» **YOUR ASSIGNMENT**
Through the last line of the entries, please copy every line exactly, starting with the one that contains "Task: mark each instance of the blurred".

[Data items]
=====
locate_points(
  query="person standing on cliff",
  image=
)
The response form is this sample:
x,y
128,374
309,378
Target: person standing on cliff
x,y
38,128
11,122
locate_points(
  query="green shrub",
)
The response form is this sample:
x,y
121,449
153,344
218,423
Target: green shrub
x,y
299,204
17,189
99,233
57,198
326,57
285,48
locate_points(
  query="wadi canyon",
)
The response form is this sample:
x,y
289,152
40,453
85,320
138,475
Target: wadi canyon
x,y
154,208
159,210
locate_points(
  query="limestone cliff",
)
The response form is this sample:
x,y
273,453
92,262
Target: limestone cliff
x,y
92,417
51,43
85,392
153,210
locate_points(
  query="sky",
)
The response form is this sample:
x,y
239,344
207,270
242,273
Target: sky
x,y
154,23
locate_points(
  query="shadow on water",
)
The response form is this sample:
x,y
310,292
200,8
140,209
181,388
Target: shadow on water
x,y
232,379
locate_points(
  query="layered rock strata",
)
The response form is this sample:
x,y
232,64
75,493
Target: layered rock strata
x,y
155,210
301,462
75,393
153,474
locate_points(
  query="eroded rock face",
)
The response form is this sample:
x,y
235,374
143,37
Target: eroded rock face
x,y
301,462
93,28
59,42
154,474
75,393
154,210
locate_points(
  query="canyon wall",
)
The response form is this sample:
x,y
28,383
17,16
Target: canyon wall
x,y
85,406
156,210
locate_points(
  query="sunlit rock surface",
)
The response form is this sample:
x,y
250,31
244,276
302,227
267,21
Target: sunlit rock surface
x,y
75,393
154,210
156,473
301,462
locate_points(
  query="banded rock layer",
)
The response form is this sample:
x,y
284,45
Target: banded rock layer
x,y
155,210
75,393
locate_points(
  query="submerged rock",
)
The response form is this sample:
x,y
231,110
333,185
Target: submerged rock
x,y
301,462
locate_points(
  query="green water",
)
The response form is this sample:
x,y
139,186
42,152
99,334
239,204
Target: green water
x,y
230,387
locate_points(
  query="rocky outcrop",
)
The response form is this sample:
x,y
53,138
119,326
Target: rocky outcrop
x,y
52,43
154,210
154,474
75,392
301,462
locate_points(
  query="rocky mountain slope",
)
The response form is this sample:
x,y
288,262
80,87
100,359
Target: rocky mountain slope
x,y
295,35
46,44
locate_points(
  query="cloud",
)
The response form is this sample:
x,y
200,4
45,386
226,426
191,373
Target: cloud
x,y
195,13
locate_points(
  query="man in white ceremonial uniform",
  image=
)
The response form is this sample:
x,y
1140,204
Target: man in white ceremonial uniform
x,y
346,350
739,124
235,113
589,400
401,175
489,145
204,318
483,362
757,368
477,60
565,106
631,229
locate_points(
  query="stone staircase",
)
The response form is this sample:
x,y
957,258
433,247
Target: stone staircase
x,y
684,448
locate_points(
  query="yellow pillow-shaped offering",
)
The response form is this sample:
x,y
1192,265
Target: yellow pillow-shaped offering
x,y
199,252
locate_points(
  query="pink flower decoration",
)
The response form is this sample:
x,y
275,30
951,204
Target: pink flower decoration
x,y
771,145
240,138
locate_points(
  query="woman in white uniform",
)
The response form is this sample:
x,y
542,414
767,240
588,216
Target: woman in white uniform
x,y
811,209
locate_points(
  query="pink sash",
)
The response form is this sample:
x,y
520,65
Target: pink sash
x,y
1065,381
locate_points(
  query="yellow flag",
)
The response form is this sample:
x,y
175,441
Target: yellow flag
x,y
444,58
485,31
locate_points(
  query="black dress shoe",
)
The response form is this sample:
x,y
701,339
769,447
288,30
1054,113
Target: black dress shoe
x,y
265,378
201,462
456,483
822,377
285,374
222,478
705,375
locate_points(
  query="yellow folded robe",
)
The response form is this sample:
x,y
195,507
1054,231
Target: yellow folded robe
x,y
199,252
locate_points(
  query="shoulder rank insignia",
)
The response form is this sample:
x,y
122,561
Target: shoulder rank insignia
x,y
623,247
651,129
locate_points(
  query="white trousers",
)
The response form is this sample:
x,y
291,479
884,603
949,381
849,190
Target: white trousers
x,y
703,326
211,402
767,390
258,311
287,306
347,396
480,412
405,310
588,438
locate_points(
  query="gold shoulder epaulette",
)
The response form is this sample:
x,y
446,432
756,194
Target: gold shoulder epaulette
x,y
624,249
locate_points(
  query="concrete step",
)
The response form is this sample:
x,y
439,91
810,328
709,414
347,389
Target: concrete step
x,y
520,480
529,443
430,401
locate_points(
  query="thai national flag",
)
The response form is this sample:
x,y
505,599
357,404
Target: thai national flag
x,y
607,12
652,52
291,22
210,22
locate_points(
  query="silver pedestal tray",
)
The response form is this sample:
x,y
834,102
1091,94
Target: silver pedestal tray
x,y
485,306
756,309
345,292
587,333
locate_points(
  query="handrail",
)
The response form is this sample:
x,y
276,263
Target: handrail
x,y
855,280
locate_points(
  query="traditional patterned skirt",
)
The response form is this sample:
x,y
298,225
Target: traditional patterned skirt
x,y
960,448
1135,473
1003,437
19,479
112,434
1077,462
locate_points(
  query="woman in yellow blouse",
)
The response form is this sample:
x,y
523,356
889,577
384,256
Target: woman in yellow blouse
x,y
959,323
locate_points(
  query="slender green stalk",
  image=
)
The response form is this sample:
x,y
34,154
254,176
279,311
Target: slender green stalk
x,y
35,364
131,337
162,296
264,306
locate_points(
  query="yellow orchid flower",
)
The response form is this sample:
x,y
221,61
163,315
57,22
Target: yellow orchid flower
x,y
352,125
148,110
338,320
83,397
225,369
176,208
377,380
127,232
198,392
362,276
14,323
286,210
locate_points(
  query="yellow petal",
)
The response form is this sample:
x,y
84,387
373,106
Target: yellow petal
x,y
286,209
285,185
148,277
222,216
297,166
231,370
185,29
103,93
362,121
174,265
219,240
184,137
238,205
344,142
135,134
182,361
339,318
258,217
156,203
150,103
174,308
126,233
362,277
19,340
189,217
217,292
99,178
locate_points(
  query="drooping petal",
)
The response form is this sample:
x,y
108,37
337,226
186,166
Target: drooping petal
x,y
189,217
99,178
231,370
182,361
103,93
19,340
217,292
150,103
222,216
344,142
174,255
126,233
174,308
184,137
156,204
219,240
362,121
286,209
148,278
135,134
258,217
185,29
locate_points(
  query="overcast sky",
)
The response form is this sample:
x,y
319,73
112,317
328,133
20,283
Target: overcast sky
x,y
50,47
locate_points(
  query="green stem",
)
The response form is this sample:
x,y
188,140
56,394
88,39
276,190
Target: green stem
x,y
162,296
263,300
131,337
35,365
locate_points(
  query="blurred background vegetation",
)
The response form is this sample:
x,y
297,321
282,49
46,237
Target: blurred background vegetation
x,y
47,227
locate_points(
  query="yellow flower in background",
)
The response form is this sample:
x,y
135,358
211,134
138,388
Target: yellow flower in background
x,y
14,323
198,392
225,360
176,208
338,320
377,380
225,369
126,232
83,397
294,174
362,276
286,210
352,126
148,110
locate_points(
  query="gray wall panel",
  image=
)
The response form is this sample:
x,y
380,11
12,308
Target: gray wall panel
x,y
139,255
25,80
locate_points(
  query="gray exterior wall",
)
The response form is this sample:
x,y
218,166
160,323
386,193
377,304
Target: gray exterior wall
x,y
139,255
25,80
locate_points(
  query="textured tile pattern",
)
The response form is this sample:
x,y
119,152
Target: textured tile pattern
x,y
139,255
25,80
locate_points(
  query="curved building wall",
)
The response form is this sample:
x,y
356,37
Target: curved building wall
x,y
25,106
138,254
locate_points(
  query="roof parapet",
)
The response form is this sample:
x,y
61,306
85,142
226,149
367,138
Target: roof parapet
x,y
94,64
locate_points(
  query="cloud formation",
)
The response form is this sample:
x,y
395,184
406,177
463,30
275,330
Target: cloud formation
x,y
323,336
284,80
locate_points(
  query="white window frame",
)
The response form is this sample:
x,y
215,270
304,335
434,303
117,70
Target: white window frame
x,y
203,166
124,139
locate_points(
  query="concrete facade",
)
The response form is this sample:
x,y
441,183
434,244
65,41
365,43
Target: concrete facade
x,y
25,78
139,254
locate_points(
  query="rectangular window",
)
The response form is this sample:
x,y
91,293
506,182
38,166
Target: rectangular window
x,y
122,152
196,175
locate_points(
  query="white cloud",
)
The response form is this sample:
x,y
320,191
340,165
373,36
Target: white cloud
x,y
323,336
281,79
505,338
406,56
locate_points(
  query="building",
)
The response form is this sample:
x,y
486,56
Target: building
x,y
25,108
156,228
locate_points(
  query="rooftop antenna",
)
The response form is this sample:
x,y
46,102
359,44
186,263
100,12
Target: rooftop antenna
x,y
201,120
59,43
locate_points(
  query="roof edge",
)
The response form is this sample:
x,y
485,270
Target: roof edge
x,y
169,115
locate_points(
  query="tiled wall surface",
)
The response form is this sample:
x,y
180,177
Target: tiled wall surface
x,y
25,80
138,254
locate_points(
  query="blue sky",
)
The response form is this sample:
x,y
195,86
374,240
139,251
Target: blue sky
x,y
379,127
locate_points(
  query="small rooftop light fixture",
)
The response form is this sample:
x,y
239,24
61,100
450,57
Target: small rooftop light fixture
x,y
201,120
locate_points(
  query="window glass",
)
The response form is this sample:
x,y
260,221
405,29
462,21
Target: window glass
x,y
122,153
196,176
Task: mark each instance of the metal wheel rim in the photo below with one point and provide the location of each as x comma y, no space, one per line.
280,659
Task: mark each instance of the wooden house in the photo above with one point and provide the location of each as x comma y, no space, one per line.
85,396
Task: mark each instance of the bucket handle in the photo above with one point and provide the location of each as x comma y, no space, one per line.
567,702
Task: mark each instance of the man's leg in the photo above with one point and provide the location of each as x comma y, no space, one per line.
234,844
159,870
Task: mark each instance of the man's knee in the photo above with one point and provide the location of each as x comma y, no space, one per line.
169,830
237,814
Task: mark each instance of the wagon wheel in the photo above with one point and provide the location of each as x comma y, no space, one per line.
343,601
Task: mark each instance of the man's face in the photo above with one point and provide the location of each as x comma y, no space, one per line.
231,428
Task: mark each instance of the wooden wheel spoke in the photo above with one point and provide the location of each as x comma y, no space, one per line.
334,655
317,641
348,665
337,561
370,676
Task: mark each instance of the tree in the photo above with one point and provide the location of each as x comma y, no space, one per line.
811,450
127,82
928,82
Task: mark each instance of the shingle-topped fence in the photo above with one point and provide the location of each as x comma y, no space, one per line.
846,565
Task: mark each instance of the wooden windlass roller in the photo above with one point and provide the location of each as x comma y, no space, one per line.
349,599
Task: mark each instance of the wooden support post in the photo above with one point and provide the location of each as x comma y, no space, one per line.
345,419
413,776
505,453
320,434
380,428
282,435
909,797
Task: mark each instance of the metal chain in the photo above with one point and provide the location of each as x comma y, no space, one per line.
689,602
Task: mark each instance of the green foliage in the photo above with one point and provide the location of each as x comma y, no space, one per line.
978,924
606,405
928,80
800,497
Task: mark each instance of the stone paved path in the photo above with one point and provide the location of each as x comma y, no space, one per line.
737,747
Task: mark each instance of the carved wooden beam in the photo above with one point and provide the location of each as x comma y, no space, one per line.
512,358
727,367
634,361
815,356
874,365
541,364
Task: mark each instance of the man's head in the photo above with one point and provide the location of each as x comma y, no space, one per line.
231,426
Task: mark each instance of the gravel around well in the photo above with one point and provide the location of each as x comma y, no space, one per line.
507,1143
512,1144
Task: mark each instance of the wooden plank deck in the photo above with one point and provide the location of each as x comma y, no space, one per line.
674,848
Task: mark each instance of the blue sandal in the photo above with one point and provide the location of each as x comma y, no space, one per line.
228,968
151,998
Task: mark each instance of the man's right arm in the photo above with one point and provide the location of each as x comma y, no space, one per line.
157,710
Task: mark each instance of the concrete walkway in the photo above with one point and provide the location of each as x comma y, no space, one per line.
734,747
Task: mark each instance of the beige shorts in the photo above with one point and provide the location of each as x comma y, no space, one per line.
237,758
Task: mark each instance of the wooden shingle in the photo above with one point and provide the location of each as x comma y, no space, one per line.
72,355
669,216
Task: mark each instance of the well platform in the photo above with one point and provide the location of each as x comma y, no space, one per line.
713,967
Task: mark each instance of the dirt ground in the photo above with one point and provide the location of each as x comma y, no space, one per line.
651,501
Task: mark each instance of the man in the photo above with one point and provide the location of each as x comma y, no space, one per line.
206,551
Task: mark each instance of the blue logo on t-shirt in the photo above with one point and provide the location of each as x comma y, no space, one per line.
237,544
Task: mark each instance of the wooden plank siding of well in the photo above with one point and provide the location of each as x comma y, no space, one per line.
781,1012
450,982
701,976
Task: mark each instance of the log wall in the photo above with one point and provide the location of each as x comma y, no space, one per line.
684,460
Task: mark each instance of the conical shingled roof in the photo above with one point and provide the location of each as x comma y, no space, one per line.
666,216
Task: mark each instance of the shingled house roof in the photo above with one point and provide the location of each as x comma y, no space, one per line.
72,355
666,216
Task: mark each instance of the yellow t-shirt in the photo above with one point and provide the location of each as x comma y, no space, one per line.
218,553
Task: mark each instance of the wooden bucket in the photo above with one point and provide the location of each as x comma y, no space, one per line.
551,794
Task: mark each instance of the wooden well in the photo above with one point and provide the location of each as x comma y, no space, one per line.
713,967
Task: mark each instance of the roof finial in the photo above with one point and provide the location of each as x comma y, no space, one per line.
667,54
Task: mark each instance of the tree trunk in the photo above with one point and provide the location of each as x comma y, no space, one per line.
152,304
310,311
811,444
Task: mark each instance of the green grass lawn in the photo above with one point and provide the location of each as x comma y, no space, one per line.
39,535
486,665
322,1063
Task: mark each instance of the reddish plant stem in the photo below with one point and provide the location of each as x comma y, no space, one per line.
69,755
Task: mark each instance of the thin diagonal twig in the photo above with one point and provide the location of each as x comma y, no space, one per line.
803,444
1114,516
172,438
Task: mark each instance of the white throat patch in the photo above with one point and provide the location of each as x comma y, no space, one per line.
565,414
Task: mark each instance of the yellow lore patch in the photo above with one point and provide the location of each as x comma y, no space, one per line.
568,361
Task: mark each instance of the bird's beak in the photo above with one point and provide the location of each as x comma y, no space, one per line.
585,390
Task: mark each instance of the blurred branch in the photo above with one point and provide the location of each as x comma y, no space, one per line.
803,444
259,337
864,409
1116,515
=====
» **FINAL ANSWER**
Task: mark each instance of the blurred branch in the photo above with one point and provide the location of each as x comma y, no space, one per line.
803,444
259,337
864,409
1116,515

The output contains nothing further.